## SUPPLIED TEXT
++++++++
When considering H2, the key question is how these innovations will positively or negatively affect the transformation from H1 to H3. H2+ refers to innovations that help hasten that transition, while H2- refers to innovations that tend to delay the transition by supporting the continuation of H1.
Innovations That Perpetuate the Status Quo
To help understand the difference, consider an example of a hypothetical H2- technology related to health and well-being. Specifically, let’s imagine that community leaders developed a new system for connecting their residents to emergency medical services faster, more efficiently, and at a lower cost.
In most ways, this would be a very positive innovation, because urgent services like emergency medical care are an important part of any healthy community.
However, this innovation is not likely to hasten the transition to an H3 system that produces more equitable health and well-being and that supports thriving. Why? Because it still approaches the problem (excessive demand for urgent services) using the conventional means of H1 (increasing access to those services).
In fact, by making the H1 system more efficient, it may even slow down the transition to H3. Public officials, observing a decrease in negative health outcomes (e.g., fewer deaths from emergencies like trauma and cardiac arrest) may consider this an adequate way to solve (or at least manage) the community’s most urgent health problems. As a result, they may feel less motivated to invest in “bigger picture” programs and policies that address the foundational problems at the root of the community’s challenges.
++++++++
## DATA EXCERPTS
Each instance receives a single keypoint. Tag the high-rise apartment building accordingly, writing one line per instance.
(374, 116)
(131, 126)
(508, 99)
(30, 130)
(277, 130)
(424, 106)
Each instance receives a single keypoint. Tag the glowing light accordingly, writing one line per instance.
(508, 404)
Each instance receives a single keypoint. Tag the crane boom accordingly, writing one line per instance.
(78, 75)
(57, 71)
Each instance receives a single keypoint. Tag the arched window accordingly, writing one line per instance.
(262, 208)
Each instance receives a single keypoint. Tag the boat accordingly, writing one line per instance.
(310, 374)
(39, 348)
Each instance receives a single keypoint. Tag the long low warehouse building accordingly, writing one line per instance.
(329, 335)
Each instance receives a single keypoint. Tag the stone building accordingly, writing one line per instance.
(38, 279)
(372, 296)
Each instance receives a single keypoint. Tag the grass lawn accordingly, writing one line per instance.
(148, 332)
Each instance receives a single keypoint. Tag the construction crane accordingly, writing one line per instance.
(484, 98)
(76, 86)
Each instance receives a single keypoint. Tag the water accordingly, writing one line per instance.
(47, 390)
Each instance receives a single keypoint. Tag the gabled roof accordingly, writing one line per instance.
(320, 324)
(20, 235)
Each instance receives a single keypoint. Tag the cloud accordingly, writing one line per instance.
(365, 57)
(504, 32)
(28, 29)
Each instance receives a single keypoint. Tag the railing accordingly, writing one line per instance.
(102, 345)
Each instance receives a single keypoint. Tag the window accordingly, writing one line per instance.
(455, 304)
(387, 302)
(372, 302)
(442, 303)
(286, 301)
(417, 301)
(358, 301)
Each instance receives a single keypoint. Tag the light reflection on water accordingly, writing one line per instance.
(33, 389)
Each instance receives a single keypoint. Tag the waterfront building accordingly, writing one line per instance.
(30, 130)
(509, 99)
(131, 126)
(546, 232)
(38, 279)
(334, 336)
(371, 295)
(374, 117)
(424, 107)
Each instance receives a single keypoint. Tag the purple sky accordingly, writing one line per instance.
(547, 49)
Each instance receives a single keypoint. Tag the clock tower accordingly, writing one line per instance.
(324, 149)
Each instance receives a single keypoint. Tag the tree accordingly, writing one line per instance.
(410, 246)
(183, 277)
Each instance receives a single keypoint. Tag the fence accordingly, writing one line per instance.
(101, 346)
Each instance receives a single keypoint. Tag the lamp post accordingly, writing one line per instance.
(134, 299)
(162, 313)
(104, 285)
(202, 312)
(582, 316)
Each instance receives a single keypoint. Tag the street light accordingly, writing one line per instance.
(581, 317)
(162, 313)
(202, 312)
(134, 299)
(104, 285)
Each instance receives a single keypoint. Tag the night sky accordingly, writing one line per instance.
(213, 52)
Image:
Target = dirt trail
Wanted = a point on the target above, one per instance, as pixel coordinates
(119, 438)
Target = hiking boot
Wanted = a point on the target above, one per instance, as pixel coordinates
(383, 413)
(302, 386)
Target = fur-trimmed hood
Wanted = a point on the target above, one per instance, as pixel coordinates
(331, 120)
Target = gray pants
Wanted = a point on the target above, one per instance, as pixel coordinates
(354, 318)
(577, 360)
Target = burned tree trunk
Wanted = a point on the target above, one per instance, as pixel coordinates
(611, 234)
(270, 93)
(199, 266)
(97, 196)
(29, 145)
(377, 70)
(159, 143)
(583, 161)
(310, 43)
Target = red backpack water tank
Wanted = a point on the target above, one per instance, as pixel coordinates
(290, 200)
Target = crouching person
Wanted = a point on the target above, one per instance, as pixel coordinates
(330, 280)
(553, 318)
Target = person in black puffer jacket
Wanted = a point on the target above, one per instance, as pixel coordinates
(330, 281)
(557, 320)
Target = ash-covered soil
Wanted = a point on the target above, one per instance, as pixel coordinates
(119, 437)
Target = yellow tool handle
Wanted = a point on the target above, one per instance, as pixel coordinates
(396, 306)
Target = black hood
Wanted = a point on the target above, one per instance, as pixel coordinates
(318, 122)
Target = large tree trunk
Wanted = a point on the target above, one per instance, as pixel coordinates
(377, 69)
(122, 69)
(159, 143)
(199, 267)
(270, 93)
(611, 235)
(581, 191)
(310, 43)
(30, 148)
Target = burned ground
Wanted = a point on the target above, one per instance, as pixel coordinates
++++++++
## YOUR TASKS
- 1) Extract the stretch of the passage on H2 innovations from "When considering H2, the" through "any healthy community.".
- 2) In the passage on H2 innovations, what does H2- refer to?
- 3) Carry on the passage on H2 innovations from its last sentence.

## RESPONSE LIST
- 1)
When considering H2, the key question is how these innovations will positively or negatively affect the transformation from H1 to H3. H2+ refers to innovations that help hasten that transition, while H2- refers to innovations that tend to delay the transition by supporting the continuation of H1.
Innovations That Perpetuate the Status Quo
To help understand the difference, consider an example of a hypothetical H2- technology related to health and well-being. Specifically, let’s imagine that community leaders developed a new system for connecting their residents to emergency medical services faster, more efficiently, and at a lower cost.
In most ways, this would be a very positive innovation, because urgent services like emergency medical care are an important part of any healthy community.

- 2) Innovations that tend to delay the transition by supporting the continuation of H1.

- 3)
It is important to understand that H2- innovations are not necessarily bad. We simply need to be conscious of the way they can impede the transition to H3, and weigh this factor when considering public health investments.
Innovations That Usher in H3
Now let’s consider an H2+ innovation: The vital conditions for health and well-being framework.
Vital conditions is a framework that identifies the conditions we all need all the time to reach our full potential for health and well-being. It includes measurable factors like humane housing and reliable transportation, as well as more subjective factors like a sense of belonging and the ability to shape the future of one’s community.
This framework provides a new way of thinking about population health and well-being, to move beyond “band-aid” solutions (like increasing access to urgent services) and focus on implementing long-term system changes that create thriving communities.
In doing so, the vital conditions framework helps to usher in a new, more sustainable “H3” ecosystem that enables more equitable health and well-being.